Once the line containing "Each instance of the traffic" is located, output it and every line after it through the end of the records, exactly as written and nothing else.

Start of Data under study

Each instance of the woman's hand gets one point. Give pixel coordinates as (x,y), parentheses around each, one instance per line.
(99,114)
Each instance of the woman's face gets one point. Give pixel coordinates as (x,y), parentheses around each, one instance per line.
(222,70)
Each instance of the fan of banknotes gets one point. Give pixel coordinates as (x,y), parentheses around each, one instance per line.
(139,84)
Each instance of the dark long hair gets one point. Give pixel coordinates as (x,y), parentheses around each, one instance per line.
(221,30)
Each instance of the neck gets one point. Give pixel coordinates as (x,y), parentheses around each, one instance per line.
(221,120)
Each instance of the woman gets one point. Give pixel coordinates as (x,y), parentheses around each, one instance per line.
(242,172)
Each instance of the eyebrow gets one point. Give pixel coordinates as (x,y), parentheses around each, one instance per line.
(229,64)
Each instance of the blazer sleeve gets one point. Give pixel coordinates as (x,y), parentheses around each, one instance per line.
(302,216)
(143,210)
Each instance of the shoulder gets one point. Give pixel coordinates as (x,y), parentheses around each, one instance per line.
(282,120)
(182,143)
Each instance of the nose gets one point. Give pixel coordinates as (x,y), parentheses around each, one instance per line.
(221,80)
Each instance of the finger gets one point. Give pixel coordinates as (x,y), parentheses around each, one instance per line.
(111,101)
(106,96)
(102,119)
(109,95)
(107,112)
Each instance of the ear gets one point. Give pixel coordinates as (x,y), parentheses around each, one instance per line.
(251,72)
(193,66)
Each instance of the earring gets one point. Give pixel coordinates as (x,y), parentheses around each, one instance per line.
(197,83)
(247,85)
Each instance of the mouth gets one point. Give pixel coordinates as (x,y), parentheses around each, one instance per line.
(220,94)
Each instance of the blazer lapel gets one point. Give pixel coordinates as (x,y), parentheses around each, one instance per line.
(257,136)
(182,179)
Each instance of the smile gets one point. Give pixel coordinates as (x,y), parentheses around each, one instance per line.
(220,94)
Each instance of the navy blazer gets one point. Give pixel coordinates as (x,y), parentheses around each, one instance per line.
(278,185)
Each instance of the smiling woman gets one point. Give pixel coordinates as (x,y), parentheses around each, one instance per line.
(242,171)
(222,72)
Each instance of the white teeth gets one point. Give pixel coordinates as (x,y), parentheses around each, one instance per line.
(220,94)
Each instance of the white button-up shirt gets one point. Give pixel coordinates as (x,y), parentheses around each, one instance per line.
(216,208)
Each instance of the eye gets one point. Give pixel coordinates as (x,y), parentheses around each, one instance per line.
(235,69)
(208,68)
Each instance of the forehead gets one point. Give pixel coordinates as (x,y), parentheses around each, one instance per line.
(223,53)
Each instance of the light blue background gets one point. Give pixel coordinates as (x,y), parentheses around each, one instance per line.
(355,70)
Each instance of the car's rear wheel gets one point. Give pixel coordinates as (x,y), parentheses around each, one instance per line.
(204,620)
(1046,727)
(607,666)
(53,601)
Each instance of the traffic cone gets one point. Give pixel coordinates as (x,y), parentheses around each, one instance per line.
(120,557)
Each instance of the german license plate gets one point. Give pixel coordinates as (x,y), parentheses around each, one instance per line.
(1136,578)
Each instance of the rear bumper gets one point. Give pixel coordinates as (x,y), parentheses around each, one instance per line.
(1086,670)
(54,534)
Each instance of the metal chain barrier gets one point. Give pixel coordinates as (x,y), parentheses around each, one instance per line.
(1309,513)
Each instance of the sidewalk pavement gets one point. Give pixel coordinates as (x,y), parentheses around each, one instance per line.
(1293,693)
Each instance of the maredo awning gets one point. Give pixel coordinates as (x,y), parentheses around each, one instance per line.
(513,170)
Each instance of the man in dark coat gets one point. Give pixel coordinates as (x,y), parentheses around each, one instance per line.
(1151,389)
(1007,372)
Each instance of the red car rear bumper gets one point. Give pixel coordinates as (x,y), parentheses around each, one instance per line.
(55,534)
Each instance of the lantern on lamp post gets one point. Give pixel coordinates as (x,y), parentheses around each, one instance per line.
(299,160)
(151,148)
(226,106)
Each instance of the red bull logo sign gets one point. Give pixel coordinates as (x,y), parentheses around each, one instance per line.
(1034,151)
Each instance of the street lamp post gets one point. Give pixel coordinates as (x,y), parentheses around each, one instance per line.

End of Data under study

Response to this task
Each instance of the traffic cone gets one point. Give pixel coordinates as (x,y), parentheses around each, one instance per line.
(120,557)
Each instance of the german license plate gets one point. Give pixel coordinates as (x,y), parentheses around each, one instance per line.
(1136,578)
Each instance of the rear bumper gets one point. Give pixel coordinates as (x,y), parentheses around each, one instance per line.
(1086,670)
(54,534)
Each instance of the metal chain barrier gets one point. Give pixel coordinates as (x,y), parentheses around each, one instance per line.
(1309,513)
Each instance of the sidewalk pavement gets one point. Give pixel coordinates as (x,y), parentheses around each, one instance per line.
(1293,693)
Each instance of the maredo awning gets one point. Give pixel coordinates as (x,y), parentheses around each, one instance per line.
(513,170)
Each instance of the man in dark coat gets one point. Give pixel coordinates as (x,y), parentheses around each, one instance per line.
(1151,389)
(1007,372)
Each instance of the red car rear bumper gets one point. Give pixel coordinates as (x,y), parentheses around each, one instance per line.
(55,534)
Each instance of the lantern on lamp post gets one point. Give pixel coordinates as (x,y), parentheses around each, one instance per line.
(299,160)
(151,148)
(226,106)
Each instance of the red bull logo sign gets one point. Give pixel coordinates as (x,y), parentheses around each, one instance per line.
(1034,151)
Each instance of the street lamp post gets one point. Give pixel coordinates as (x,y), parentheses around each, one instance per line.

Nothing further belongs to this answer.